:: What the task requires ::
Copy each line exactly.

*** Listed records ***

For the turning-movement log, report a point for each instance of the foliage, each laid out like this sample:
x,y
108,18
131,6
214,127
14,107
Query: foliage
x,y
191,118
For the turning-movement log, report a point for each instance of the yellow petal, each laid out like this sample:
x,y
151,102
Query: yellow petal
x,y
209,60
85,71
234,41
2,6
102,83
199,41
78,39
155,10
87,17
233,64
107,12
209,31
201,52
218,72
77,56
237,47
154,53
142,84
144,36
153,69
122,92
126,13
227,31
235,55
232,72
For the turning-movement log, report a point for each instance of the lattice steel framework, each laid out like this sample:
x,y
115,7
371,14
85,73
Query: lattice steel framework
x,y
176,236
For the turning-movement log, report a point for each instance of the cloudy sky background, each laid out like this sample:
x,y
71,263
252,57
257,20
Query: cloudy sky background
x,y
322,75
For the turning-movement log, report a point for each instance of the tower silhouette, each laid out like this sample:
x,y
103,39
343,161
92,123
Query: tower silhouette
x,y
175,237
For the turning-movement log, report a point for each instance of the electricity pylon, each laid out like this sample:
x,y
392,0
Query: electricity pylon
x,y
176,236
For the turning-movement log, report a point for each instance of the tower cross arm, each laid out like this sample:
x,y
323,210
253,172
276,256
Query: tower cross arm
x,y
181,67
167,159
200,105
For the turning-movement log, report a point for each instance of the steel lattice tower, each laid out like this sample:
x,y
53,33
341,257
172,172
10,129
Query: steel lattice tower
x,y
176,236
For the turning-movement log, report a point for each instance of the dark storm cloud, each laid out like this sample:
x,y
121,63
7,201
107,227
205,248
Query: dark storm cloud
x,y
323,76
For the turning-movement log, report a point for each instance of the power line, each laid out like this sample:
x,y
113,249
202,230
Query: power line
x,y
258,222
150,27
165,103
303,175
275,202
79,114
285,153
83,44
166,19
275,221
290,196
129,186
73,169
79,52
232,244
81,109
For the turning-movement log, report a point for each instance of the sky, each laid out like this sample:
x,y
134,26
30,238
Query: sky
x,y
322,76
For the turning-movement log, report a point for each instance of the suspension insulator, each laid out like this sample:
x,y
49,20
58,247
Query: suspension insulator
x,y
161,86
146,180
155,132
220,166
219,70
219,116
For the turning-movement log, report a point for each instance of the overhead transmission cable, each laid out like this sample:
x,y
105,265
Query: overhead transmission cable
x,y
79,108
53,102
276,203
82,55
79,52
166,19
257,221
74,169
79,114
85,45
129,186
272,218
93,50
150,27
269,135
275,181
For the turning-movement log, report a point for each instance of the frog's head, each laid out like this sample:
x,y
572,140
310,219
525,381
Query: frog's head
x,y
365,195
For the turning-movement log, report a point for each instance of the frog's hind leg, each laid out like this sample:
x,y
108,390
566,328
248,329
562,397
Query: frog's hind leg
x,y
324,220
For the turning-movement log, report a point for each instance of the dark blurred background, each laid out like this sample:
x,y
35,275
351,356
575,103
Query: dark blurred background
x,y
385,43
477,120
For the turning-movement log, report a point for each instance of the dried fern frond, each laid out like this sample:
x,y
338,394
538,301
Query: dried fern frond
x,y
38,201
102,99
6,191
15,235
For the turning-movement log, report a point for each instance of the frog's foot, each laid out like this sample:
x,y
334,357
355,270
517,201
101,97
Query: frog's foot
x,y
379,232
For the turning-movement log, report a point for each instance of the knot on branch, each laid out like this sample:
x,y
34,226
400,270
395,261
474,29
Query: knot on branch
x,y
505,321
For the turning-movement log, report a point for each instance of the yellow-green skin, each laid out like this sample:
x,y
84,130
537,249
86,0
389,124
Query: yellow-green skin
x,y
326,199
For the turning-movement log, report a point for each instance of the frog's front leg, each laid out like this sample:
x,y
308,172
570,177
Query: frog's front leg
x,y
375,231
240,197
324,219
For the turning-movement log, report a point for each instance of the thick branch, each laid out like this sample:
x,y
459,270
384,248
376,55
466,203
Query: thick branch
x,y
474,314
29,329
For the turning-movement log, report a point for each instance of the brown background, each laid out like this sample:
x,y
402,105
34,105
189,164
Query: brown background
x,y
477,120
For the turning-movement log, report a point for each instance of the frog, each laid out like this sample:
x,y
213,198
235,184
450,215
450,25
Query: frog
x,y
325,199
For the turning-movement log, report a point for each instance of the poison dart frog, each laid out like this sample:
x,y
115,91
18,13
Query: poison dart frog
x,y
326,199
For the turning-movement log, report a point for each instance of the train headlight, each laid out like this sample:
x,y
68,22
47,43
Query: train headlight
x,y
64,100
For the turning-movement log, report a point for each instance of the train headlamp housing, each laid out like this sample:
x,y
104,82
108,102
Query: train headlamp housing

***

:: Output for this exercise ::
For the turning-movement log, report a point for each instance of the foliage, each laid out like this sample:
x,y
108,18
131,6
214,127
14,107
Query: foliage
x,y
191,118
For the turning-movement log, report a point for each instance of the yellow petal, each laid out like this sample:
x,y
151,102
Query: yellow petal
x,y
209,60
85,71
234,41
2,6
102,83
199,41
78,39
155,10
87,17
233,64
107,12
209,31
201,52
218,72
77,56
237,47
154,53
142,84
144,36
153,69
122,92
126,13
227,31
235,55
232,72
For the turning-movement log, report a point for each instance of the lattice steel framework, each laid out like this sample:
x,y
115,7
371,14
85,73
Query: lattice steel framework
x,y
176,236
For the turning-movement log, report a point for each instance of the cloudy sky background, each laid out like this sample:
x,y
71,263
252,57
257,20
Query: cloudy sky background
x,y
322,75
For the turning-movement log, report a point for each instance of the tower silhouette, each laid out like this sample:
x,y
103,39
343,161
92,123
Query: tower silhouette
x,y
175,237
For the turning-movement log, report a point for each instance of the electricity pylon, each laid out like this sample:
x,y
392,0
Query: electricity pylon
x,y
176,236
For the turning-movement log, report a point for each instance of the tower cross arm, each laid out like this sample:
x,y
323,210
253,172
276,256
Query: tower cross arm
x,y
181,67
167,159
200,105
For the turning-movement log, report a point for each instance of the steel lattice tower, each laid out like this sample:
x,y
53,33
341,257
172,172
10,129
Query: steel lattice tower
x,y
176,236
For the turning-movement log, report a point for each instance of the dark storm cloud, each laid out like this sample:
x,y
121,63
7,201
107,227
205,248
Query: dark storm cloud
x,y
323,76
For the turning-movement log, report a point for each instance of the power line, each laid out like this sample:
x,y
113,249
202,230
Query: power line
x,y
258,222
150,27
165,103
303,175
275,202
79,114
285,153
83,44
166,19
275,221
290,196
129,186
73,169
79,52
232,244
81,109
For the turning-movement log, report a point for each instance of the sky, each laid out like this sample:
x,y
134,26
30,238
Query: sky
x,y
322,76
For the turning-movement log, report a point for each instance of the suspension insulator, each laid out like this sample:
x,y
49,20
58,247
Query: suspension insulator
x,y
161,86
146,180
155,132
220,166
219,70
219,116
For the turning-movement log, report a point for each instance of the overhead transmission cable, each laid out like this sample:
x,y
105,265
Query: overhead transmission cable
x,y
79,108
53,102
276,203
82,55
79,52
166,19
257,221
74,169
79,114
85,45
129,186
272,218
93,50
150,27
269,135
275,181
For the turning-movement log, report a point for each instance of the frog's head, each laid out like this sample:
x,y
572,140
310,219
525,381
Query: frog's head
x,y
365,195
For the turning-movement log, report a point for each instance of the frog's hind leg, each laid out like this sample:
x,y
108,390
566,328
248,329
562,397
Query: frog's hind leg
x,y
324,220
For the turning-movement log, report a point for each instance of the dark blurred background, each laid out like this sample:
x,y
35,275
351,356
575,103
Query: dark blurred background
x,y
385,43
477,120
For the turning-movement log, report a point for each instance of the dried fern frond, each laid out like this sample:
x,y
338,394
538,301
Query: dried fern frond
x,y
38,201
102,99
6,191
15,235
For the turning-movement log, report a point for each instance of the frog's foot, each laid out like this sample:
x,y
334,357
355,270
517,201
101,97
Query: frog's foot
x,y
379,232
For the turning-movement log, report a point for each instance of the knot on branch, each laid out like this sample:
x,y
34,226
400,270
395,261
474,29
Query: knot on branch
x,y
505,321
For the turning-movement log, report a point for each instance of the yellow-green skin, each laid out like this sample:
x,y
84,130
537,249
86,0
389,124
Query: yellow-green skin
x,y
326,199
For the turning-movement log, report a point for each instance of the frog's front leg, each laid out like this sample:
x,y
308,172
570,177
Query: frog's front leg
x,y
375,231
240,197
324,219
For the turning-movement log, report a point for each instance of the thick branch, each laid out like this sample:
x,y
459,270
384,248
376,55
466,203
Query: thick branch
x,y
474,314
29,329
For the turning-movement log, report a point for each instance of the brown background, each laid out like this sample:
x,y
402,105
34,105
189,164
Query: brown background
x,y
477,120
For the turning-movement log, report a point for each instance of the frog, each laid out like this sample:
x,y
213,198
235,184
450,215
450,25
Query: frog
x,y
325,199
For the turning-movement log, report a point for each instance of the poison dart frog, each laid out like this sample:
x,y
115,91
18,13
Query: poison dart frog
x,y
326,199
For the turning-movement log, report a point for each instance of the train headlight, each laid out like this sample:
x,y
68,22
47,43
Query: train headlight
x,y
64,100
For the turning-movement log, report a point for each instance of the train headlamp housing, each laid out like this sample:
x,y
104,82
108,102
Query: train headlamp housing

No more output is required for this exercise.